出題 1 —
吉田茂についての文章をもとに、次の問いに答えよ。
(a) 茂は何歳で大学を卒業して外務省に入ったか。
(b) 茂が大使をつとめた国として挙げられているのはどこか。
(c) 1946年の総選挙で政権をにぎった党はどこか。
出題 2 —
吉田茂についての文章を2文で要約してください。
出題 3 —
吉田茂についての文章のうち、「今日9月22日は、1946年」から「らえられたこともありました。」までを、一字一句変えずに書き写せ。

提示抜粋 —
今日9月22日は、1946年太平洋戦争敗戦の翌年に首相に就任、以来5回にわたって首相をつとめ、親米政策を推進して日米講和条約、日米安保条約を締結した吉田茂が、1878年に生まれた日です。

日本は、太平洋戦争に敗れた1945年をさかいに、それまでの軍国主義を捨て、民主主義国家をめざして歩みはじめました。吉田茂は、このとき、およそ8年のあいだに5度も内閣の首相をつとめ、新しい日本のスタートに力をつくした政治家です。

1878年に、高知県出身の政治家竹内綱の5男として生まれ、幼いうちに横浜の吉田家の養子となった茂は、学習院に学んで東京帝国大学へ進み、28歳で大学を卒業すると外務省へ入りました。そして、そのご約30年は、ひたすら、外交官として活躍をつづけました。

茂が50歳をすぎたころから、日本は、中国や東南アジアへの侵略を考え始めました。しかし、イタリア大使、イギリス大使などを経験して外国の事情に明るかった茂は、日本が戦争への道を進むことには反対でした。戦争が始まってからも和平をとなえ、そのため憲兵隊にとらえられたこともありました。

戦争が終わったつぎの年の1946年に、吉田茂内閣が生まれました。その年の総選挙で日本自由党が政権をにぎると、それまで平和外交の信念をつらぬきとおしてきたことが、おおくの人にみとめられて、党の総裁に迎えられたのです。

終戦後の日本の政治は、アメリカなどの占領軍の考えにそって進めなければなりませんでした。戦争に負けたからです。茂は、荒れ果てた日本を見わたして、第一歩をふみだしました。

ポインティング用データセットの行
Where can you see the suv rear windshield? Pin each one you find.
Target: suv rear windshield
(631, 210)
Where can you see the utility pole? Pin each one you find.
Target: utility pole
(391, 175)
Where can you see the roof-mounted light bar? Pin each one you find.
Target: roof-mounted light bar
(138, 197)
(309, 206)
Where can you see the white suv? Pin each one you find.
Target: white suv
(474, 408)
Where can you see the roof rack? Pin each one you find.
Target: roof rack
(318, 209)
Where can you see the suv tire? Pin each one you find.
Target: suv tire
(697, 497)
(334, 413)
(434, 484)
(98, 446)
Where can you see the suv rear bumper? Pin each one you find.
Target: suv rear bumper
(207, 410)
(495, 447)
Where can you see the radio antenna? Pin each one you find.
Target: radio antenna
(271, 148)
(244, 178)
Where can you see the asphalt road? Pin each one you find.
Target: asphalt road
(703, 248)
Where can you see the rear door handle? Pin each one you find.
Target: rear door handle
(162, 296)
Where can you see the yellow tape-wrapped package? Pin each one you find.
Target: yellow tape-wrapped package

解答例 1 —
(a) 28歳
(b) イタリアとイギリス
(c) 日本自由党

解答例 2 —
吉田茂は1878年に生まれ、東京帝国大学を卒業して外務省に入り、約30年外交官として活躍するなかで、日本が戦争への道を進むことに反対して和平をとなえた。戦後の1946年に首相に就任し、以来5回にわたって首相をつとめ、親米政策を推進して日米講和条約、日米安保条約を締結した。

解答例 3 —
今日9月22日は、1946年太平洋戦争敗戦の翌年に首相に就任、以来5回にわたって首相をつとめ、親米政策を推進して日米講和条約、日米安保条約を締結した吉田茂が、1878年に生まれた日です。

日本は、太平洋戦争に敗れた1945年をさかいに、それまでの軍国主義を捨て、民主主義国家をめざして歩みはじめました。吉田茂は、このとき、およそ8年のあいだに5度も内閣の首相をつとめ、新しい日本のスタートに力をつくした政治家です。

1878年に、高知県出身の政治家竹内綱の5男として生まれ、幼いうちに横浜の吉田家の養子となった茂は、学習院に学んで東京帝国大学へ進み、28歳で大学を卒業すると外務省へ入りました。そして、そのご約30年は、ひたすら、外交官として活躍をつづけました。

茂が50歳をすぎたころから、日本は、中国や東南アジアへの侵略を考え始めました。しかし、イタリア大使、イギリス大使などを経験して外国の事情に明るかった茂は、日本が戦争への道を進むことには反対でした。戦争が始まってからも和平をとなえ、そのため憲兵隊にとらえられたこともありました。